» **Problem to solve**: In the quinoa article, which botanical family does quinoa belong to?

» **Document excerpt**:
For 5000 years, quinoa (Chenopodium quinoa) has been a staple food of the Andean indigenous peoples. In recent decades the rest of the world has begun to sing its praises. In fact, the United Nations has declared 2013 the International Year of Quinoa!
The Food and Agriculture Organization (FAO) of the United Nations issued the report Quinoa: An Ancient Crop to Contribute to World Food Security. In brief, the report is a compilation of the many nutritional benefits and agricultural versatility of quinoa. The authors also propose that quinoa is a crop “with high potential to contribute to food security in various regions worldwide, especially in those countries where the population does not have access to protein sources or where production conditions are limited by low humidity, reduced availability of inputs, and aridity.” You can download the entire publication here.
Quinoa is an annual species in the goosefoot family (the same botanical family as sugarbeet, table beet, and spinach) and is related to common lambsquarters (Chenopodium album L.), considered by many a weed. Quinoa is sometimes referred to as a "pseudocereal" like buckwheat and amaranth, because it is a broadleaf non-legume that is grown for grain unlike most cereal grains which are grassy plants.
According to the FAO, “Quinoa is the only plant food that contains all the essential amino acids, trace elements and vitamins and contains no gluten.” Its nutritional quality has been compared to that of dried, whole milk. Quinoa is very low in cholesterol and sodium, is high in dietary fiber, and is also a good source of magnesium and phosphorus and a very good source of manganese.

» **Excerpted data**:
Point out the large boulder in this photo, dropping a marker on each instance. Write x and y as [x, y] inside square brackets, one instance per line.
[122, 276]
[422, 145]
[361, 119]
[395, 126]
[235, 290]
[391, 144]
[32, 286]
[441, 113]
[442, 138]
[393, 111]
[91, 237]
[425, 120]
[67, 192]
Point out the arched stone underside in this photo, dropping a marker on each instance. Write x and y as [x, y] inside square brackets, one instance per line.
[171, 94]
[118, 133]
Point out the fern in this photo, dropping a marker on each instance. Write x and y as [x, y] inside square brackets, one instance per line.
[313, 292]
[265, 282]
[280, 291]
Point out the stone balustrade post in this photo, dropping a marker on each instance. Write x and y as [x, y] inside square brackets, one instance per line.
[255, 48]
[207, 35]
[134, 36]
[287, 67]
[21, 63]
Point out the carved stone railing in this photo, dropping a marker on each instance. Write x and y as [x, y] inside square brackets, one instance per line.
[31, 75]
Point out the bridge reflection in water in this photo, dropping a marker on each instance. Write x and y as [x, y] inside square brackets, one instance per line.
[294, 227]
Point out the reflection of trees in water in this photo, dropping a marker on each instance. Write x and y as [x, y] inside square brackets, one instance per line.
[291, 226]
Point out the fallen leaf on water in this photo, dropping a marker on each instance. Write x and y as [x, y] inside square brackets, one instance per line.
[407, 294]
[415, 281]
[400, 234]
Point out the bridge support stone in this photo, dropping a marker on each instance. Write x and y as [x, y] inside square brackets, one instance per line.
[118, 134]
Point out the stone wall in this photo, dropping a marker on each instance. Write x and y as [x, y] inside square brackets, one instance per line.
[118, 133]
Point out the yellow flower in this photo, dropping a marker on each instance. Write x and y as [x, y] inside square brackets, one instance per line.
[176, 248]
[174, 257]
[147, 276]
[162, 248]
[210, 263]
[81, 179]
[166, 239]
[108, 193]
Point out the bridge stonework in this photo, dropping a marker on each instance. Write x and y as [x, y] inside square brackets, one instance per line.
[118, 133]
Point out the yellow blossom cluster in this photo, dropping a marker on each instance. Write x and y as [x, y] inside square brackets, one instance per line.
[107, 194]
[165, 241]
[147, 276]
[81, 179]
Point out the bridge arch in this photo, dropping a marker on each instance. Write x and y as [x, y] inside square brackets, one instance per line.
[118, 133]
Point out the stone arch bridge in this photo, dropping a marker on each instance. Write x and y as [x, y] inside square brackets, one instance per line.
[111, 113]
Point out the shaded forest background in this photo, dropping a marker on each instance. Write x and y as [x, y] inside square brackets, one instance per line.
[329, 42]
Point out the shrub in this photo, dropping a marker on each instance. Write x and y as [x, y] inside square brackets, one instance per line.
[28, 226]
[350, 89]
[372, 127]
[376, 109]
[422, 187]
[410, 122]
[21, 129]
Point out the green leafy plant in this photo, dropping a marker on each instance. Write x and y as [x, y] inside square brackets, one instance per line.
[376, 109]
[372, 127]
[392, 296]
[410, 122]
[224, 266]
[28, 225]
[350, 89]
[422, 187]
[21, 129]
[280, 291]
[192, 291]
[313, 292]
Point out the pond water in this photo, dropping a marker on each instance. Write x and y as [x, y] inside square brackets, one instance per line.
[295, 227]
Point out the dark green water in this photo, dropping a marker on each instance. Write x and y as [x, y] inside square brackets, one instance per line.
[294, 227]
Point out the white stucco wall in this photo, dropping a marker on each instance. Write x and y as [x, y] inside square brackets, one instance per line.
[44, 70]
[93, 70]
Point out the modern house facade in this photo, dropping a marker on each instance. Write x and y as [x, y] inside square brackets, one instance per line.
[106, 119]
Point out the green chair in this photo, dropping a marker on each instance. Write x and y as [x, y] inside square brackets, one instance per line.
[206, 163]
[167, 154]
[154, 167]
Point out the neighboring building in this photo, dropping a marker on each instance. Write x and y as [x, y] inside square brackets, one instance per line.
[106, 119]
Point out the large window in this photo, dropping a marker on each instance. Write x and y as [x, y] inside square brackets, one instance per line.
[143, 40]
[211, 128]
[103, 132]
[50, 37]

» **Response to the exercise**: The goosefoot family.